Records contained in a dataset:

————

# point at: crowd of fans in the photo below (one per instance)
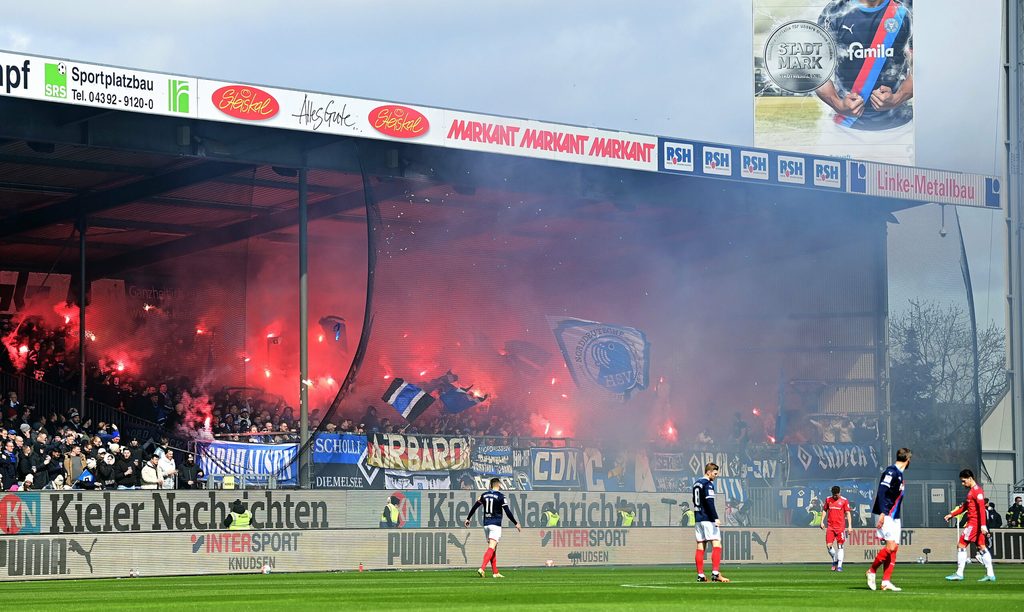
(61, 451)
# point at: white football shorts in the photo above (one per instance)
(707, 531)
(493, 532)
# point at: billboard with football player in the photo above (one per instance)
(835, 78)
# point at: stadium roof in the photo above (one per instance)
(164, 166)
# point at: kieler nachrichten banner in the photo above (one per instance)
(835, 78)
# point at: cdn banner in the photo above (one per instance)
(833, 78)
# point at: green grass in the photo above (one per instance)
(781, 121)
(753, 587)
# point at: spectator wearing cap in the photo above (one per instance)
(105, 474)
(168, 471)
(189, 473)
(8, 464)
(240, 517)
(125, 475)
(151, 474)
(74, 464)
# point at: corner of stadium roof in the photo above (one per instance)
(161, 166)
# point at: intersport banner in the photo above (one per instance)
(834, 78)
(124, 555)
(253, 461)
(419, 453)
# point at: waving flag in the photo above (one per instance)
(409, 399)
(603, 357)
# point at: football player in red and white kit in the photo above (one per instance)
(975, 529)
(838, 519)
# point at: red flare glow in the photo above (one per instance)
(669, 432)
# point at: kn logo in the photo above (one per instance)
(717, 161)
(754, 165)
(677, 157)
(792, 170)
(398, 122)
(827, 174)
(245, 102)
(19, 514)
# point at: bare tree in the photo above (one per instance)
(933, 402)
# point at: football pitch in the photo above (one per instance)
(753, 587)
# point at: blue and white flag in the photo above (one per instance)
(409, 399)
(607, 358)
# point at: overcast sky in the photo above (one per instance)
(680, 69)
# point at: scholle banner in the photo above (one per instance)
(189, 553)
(233, 459)
(339, 448)
(419, 453)
(835, 79)
(554, 468)
(814, 462)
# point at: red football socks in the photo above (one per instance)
(889, 566)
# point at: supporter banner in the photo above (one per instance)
(812, 462)
(834, 79)
(492, 461)
(396, 479)
(19, 289)
(186, 553)
(254, 461)
(554, 468)
(613, 471)
(339, 448)
(345, 476)
(419, 453)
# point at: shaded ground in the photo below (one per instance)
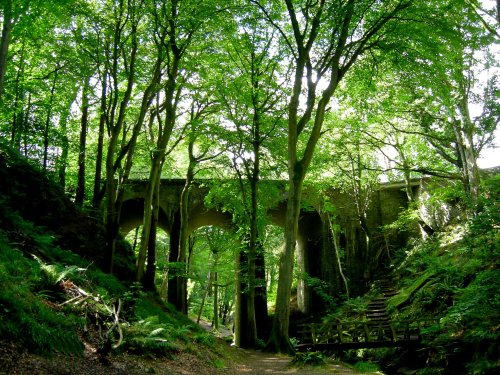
(258, 363)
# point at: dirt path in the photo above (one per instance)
(259, 363)
(252, 362)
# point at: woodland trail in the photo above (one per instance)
(254, 362)
(259, 363)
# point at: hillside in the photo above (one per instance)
(59, 312)
(449, 284)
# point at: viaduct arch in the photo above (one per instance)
(315, 249)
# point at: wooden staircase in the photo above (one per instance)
(376, 312)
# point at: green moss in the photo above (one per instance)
(405, 294)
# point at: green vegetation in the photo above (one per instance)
(450, 282)
(54, 301)
(309, 358)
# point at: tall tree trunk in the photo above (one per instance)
(215, 323)
(46, 129)
(172, 257)
(63, 131)
(82, 146)
(205, 293)
(149, 278)
(96, 196)
(182, 259)
(261, 315)
(17, 116)
(5, 41)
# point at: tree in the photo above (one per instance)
(253, 103)
(325, 39)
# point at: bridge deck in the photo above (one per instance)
(356, 335)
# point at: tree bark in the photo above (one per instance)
(96, 196)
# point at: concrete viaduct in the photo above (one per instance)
(315, 252)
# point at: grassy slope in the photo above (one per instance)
(54, 301)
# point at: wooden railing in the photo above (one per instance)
(362, 334)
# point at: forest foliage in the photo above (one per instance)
(328, 94)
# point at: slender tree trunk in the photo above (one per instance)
(205, 293)
(46, 130)
(96, 196)
(215, 284)
(336, 246)
(5, 41)
(149, 279)
(172, 257)
(182, 259)
(63, 130)
(80, 188)
(17, 117)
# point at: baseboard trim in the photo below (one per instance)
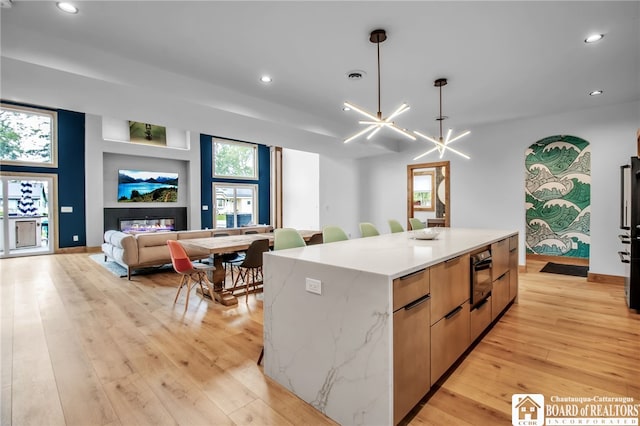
(605, 279)
(558, 259)
(67, 250)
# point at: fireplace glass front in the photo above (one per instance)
(135, 226)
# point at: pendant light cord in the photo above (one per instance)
(379, 109)
(440, 118)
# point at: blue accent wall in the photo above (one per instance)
(263, 182)
(70, 171)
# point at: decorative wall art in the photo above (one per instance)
(558, 197)
(147, 133)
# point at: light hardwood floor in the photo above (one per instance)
(80, 346)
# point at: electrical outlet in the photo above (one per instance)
(313, 286)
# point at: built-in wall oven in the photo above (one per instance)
(481, 284)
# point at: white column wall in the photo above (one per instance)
(488, 190)
(339, 188)
(300, 189)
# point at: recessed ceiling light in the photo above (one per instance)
(67, 7)
(593, 38)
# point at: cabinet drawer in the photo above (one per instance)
(513, 273)
(449, 340)
(513, 242)
(500, 256)
(409, 288)
(450, 283)
(499, 295)
(411, 351)
(479, 320)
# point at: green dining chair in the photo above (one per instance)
(331, 234)
(368, 229)
(395, 226)
(284, 238)
(416, 224)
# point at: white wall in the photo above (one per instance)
(103, 157)
(300, 189)
(488, 190)
(339, 187)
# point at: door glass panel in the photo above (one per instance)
(26, 213)
(235, 205)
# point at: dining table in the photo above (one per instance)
(217, 246)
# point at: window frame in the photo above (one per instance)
(253, 146)
(53, 163)
(254, 201)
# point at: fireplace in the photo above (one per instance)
(146, 219)
(154, 224)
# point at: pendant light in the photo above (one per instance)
(376, 122)
(442, 144)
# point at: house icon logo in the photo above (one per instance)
(527, 409)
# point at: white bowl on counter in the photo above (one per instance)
(426, 234)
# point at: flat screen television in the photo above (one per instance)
(137, 186)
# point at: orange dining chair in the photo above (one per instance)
(191, 273)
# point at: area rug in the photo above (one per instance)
(574, 270)
(121, 272)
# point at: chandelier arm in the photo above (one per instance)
(360, 133)
(374, 132)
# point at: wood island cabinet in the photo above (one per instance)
(392, 323)
(449, 313)
(513, 267)
(411, 341)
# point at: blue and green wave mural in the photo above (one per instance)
(558, 197)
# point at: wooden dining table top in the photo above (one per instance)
(233, 243)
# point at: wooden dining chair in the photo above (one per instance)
(190, 272)
(250, 268)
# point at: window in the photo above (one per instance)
(236, 205)
(28, 136)
(423, 189)
(236, 160)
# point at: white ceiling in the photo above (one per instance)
(504, 60)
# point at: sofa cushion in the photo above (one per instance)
(121, 247)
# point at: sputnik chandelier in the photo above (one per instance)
(377, 122)
(442, 144)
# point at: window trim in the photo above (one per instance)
(54, 136)
(254, 146)
(254, 201)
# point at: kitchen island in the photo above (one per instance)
(361, 329)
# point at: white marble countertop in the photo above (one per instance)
(395, 255)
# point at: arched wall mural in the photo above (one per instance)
(558, 197)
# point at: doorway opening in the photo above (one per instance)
(27, 214)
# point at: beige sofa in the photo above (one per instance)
(133, 251)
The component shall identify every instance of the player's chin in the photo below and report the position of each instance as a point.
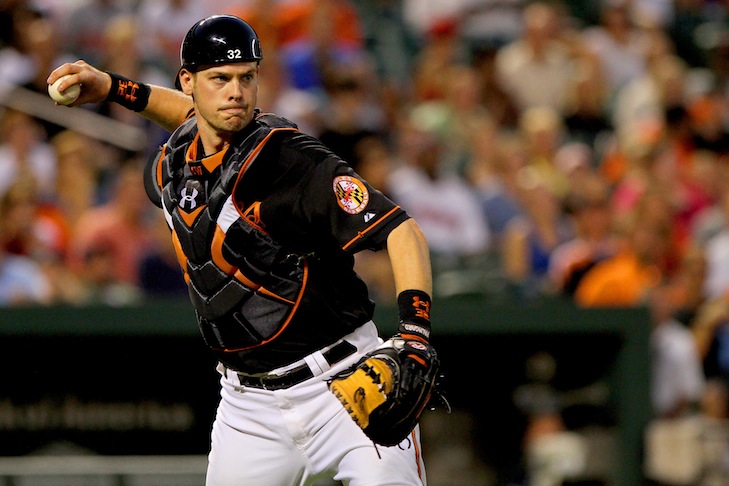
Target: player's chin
(235, 123)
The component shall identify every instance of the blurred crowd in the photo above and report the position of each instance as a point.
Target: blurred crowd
(577, 149)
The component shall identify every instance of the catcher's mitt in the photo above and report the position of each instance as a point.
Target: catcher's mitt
(387, 390)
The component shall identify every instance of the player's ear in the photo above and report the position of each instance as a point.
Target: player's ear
(185, 79)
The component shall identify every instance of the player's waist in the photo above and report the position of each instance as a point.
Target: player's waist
(315, 364)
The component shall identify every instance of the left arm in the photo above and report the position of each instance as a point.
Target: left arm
(410, 258)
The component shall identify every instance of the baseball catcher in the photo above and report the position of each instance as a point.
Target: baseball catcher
(388, 389)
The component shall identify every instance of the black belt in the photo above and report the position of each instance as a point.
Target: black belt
(333, 355)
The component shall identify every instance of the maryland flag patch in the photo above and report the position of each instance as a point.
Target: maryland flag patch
(352, 195)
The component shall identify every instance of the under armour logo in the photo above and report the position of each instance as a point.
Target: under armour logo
(189, 196)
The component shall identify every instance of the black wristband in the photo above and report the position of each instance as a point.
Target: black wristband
(414, 313)
(130, 94)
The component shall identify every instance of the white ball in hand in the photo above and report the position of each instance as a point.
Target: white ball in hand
(64, 97)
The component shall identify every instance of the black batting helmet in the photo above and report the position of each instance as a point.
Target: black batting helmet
(219, 39)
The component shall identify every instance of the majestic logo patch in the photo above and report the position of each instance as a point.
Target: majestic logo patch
(352, 195)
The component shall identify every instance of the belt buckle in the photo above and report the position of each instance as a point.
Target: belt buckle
(262, 381)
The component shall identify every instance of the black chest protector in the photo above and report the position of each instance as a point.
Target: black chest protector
(245, 287)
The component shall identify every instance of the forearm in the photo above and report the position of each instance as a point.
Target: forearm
(410, 258)
(166, 107)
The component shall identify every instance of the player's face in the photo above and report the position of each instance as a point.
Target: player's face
(225, 97)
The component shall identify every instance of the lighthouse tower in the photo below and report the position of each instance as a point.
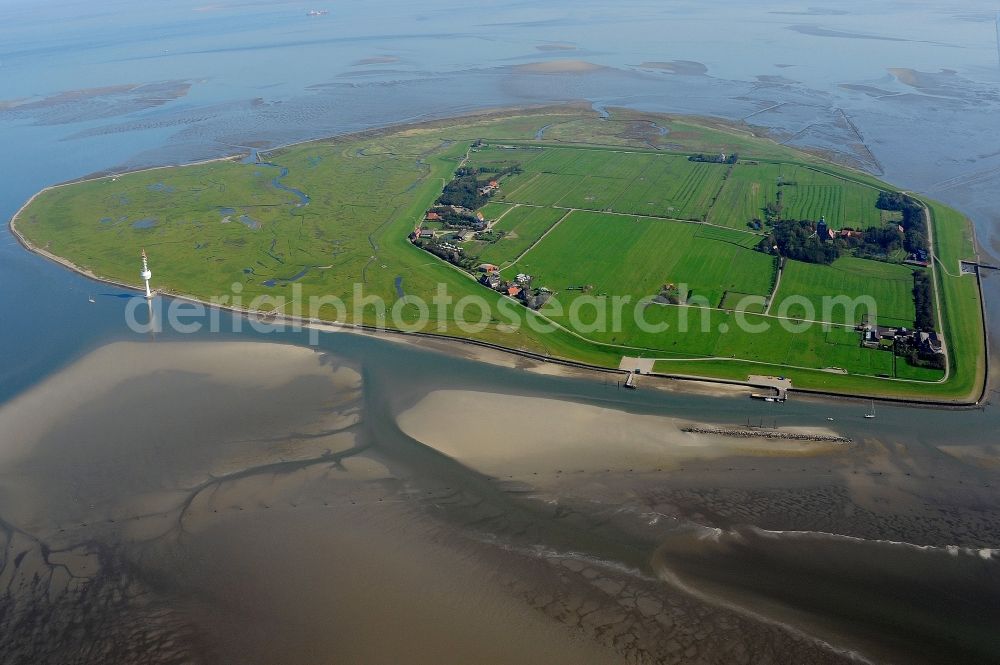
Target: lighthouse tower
(146, 275)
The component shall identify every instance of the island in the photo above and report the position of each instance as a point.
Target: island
(678, 246)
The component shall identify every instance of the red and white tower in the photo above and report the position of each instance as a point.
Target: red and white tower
(146, 275)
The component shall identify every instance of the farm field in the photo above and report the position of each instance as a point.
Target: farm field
(331, 218)
(523, 226)
(889, 285)
(806, 194)
(647, 254)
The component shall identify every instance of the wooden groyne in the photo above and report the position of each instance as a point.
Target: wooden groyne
(767, 434)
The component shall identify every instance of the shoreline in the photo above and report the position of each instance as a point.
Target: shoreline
(725, 386)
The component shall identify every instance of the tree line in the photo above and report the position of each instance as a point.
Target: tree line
(914, 222)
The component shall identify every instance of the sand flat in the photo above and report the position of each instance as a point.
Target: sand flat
(521, 435)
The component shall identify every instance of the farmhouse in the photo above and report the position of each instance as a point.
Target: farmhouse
(490, 279)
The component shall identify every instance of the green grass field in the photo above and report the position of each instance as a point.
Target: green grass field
(523, 225)
(649, 253)
(207, 227)
(888, 285)
(806, 194)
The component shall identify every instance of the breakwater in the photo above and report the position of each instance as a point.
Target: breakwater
(767, 434)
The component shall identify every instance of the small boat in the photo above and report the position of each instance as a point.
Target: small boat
(871, 414)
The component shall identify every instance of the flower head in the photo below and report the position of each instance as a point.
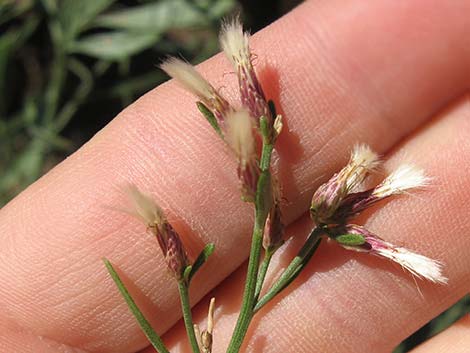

————

YOUR GOAL:
Set down again, exactly, every line above from the one with "The component shall identify every instance of the player's face" down to the one with "The component shall identify every instance of the farm field", both ends included. No pictures, and nothing else.

REPLY TO THE EXERCISE:
The component shall identify every instance of the player's face in the photo above and report the position of each instance as a point.
Target: player's face
(225, 97)
The component shall identify every instance of the lighthouse tower in the photo below and report the position of each instance as a point.
Target: lighthouse tower
(146, 275)
The component shall identify every instance of the island in the photo above and report the position of each instance as a point.
Target: island
(678, 246)
The component shall identify every instance of the red and white tower in the photo above and report the position of each instance as a point.
Target: red and white tower
(146, 275)
The component shall identify every instance of the farm field in the photo above and report the position of each instance as a point.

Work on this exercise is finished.